▶ [Instructions for the task]
Transcribe the full listing exactly, and drop every picture.

§

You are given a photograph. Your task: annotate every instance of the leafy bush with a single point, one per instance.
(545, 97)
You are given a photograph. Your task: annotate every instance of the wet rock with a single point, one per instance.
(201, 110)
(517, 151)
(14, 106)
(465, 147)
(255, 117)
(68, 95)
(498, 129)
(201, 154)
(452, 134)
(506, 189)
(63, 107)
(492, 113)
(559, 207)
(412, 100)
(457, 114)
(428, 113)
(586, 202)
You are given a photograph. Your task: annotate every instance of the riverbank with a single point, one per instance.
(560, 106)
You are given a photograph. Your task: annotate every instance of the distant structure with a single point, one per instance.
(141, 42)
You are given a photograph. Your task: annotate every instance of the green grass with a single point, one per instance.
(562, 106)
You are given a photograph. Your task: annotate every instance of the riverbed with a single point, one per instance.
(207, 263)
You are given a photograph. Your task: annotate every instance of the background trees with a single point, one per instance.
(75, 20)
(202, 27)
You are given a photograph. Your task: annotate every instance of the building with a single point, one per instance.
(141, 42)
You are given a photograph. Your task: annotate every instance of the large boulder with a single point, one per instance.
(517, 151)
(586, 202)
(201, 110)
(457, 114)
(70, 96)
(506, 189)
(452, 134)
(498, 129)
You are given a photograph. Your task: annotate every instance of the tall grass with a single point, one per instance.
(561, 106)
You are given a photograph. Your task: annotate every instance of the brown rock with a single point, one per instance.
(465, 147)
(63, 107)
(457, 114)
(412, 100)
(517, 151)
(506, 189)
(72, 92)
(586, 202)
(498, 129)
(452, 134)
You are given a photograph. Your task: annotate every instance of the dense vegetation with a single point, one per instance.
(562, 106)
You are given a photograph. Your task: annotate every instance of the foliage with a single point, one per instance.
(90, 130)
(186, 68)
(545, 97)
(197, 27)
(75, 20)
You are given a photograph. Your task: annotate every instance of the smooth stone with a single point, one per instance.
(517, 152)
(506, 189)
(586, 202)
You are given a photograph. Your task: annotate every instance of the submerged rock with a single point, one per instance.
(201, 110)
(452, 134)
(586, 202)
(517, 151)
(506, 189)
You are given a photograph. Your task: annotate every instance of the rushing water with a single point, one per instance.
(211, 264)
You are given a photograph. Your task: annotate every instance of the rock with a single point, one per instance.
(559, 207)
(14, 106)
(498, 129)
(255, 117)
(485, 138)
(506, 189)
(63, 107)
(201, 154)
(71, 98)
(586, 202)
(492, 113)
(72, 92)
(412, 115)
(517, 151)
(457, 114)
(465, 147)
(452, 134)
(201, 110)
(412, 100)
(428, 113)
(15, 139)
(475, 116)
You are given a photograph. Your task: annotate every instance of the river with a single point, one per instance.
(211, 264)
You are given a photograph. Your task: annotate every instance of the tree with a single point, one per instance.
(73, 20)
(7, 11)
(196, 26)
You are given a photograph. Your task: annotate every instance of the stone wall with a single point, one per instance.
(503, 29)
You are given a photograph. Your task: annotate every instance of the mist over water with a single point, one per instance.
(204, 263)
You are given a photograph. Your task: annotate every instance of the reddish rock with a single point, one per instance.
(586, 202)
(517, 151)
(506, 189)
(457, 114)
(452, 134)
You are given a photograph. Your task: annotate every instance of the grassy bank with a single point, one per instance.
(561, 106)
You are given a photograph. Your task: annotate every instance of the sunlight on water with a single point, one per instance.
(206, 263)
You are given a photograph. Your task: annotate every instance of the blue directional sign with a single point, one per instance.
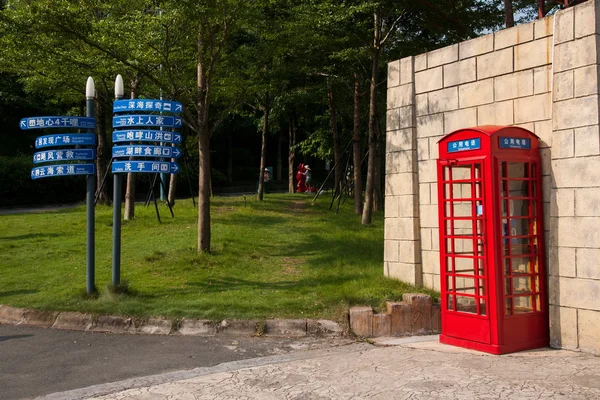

§

▶ [Output of the exercise]
You are given a photograph. Your task: annotate every instance of the leafy bush with a single point, one per instance.
(545, 97)
You are given a photograph. Your task: annotate every instance of the wet rock with a single point, one per instance.
(201, 110)
(517, 151)
(14, 106)
(465, 147)
(255, 117)
(68, 95)
(498, 129)
(201, 154)
(452, 134)
(506, 189)
(63, 107)
(492, 113)
(559, 207)
(412, 100)
(457, 114)
(428, 113)
(586, 202)
You are given a photograph. Your task: annotate every instance of the riverbank with a single point, one per instance.
(560, 106)
You are given a photograph. Your task: annotate every instance of the distant structure with a single point, one per instance.
(141, 42)
You are given a photograph. Your task: annotate every instance of the green grass with a single point, one per instance.
(562, 106)
You are given a photograph. Your task: annotate every instance of the riverbed with a single point, one per instance.
(207, 263)
You are given a photograph. Your task: annotate every instance of the background trees with a single point, one per instance.
(75, 20)
(202, 27)
You are given a photograph. Your task: annotate every instance of the building with a single point, one per instance.
(141, 42)
You are given a photograph. Your task: annotate every instance of the large boulder with a single point, one per instance.
(517, 151)
(586, 202)
(201, 110)
(457, 114)
(70, 96)
(506, 189)
(452, 134)
(498, 129)
You are given a photograph. Your task: annotate every instance of the tall grass with a single point, one per instance.
(561, 106)
You are given a photograph. Your task: annotate every instance of the brown rock with a single point, one per instance.
(465, 147)
(63, 107)
(457, 114)
(412, 100)
(517, 151)
(506, 189)
(72, 92)
(586, 202)
(498, 129)
(452, 134)
You are given a photograph. Your task: annotate every instance of the dense vegetation with a single point, one per instance.
(562, 106)
You are given a photograph. Your task: annotate every instance of the foliage with a single point, one per instance.
(90, 130)
(186, 68)
(545, 97)
(197, 27)
(75, 20)
You are given a photograph. Your task: annotate every instance of the smooth stone with a single point, one per instance.
(517, 152)
(506, 189)
(586, 202)
You are given a photograph. Your task: annotate every instance of the submerged rock with a single point, one per instance.
(201, 110)
(452, 134)
(586, 202)
(517, 151)
(506, 189)
You are given a photograph. Your task: annotate every instance of the rushing water with a single point, one per instance.
(211, 264)
You are given a photograph. Your task: annotate every instance of the rock with a single point, one per instance.
(559, 207)
(14, 106)
(498, 129)
(255, 117)
(485, 138)
(506, 189)
(63, 107)
(201, 154)
(71, 98)
(586, 202)
(492, 113)
(72, 92)
(412, 115)
(517, 151)
(457, 114)
(465, 147)
(452, 134)
(201, 110)
(412, 100)
(428, 113)
(15, 139)
(475, 116)
You are given a photograph. Your task: annotate every instance of the river with a single point, one per instance.
(211, 264)
You are given a photograph. Your task: annotate every instance of the tree with a single point, one per instance.
(73, 20)
(7, 11)
(196, 26)
You are given a photograph. Your task: annotate every instance of the stone wall with a single point, one per instance.
(503, 29)
You are given a photograph. Your task: annotate every instance of the mist over water with a single point, one per instance.
(204, 263)
You are given a photograph. Your task: annotate every instance of the reddish rock with a single point, one per instance.
(586, 202)
(517, 151)
(506, 189)
(457, 114)
(452, 134)
You are given a photograph. Your task: annotate every instance of the grassy bank with a single point, one per instance.
(561, 106)
You are given a photograph. Your task: annotate every instance of the sunlight on water with a single point, one per instance.
(206, 263)
You are given a photograph. Your task: annotate every instance of the blue directional sign with a single point, one per instance.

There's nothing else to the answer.